In the listing below, which lines contain the string "mask"? Copy them all.

- - -

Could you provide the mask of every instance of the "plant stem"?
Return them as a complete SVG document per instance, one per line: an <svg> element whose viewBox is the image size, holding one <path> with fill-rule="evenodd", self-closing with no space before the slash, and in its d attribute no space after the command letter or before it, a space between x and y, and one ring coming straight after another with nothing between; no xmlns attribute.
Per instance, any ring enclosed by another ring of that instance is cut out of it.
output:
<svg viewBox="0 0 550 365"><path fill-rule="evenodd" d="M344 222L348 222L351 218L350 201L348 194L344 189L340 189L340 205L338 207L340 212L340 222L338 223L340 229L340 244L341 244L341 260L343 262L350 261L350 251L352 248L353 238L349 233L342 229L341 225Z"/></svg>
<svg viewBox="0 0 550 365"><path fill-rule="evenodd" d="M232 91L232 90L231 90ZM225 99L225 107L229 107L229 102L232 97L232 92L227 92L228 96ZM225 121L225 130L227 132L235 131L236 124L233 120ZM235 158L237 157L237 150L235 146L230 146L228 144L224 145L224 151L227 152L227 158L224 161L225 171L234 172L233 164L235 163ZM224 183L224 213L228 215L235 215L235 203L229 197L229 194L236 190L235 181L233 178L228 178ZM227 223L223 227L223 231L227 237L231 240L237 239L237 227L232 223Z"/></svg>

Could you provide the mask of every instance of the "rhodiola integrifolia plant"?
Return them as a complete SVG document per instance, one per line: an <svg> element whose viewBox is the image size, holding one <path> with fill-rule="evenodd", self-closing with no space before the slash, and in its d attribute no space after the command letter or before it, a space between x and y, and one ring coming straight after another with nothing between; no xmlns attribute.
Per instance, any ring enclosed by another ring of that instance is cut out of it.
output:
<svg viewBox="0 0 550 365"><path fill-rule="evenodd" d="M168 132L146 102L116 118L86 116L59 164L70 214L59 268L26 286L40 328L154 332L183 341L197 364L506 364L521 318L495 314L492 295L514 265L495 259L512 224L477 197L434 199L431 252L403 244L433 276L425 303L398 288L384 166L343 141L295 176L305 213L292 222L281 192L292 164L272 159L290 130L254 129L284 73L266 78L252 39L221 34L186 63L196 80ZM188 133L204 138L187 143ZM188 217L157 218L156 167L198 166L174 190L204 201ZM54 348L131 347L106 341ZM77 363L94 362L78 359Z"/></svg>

- - -

#### [Task solution]
Could you provide the mask of every instance of the "plant stem"?
Could you provide the mask of every instance of the "rhodiola integrifolia plant"?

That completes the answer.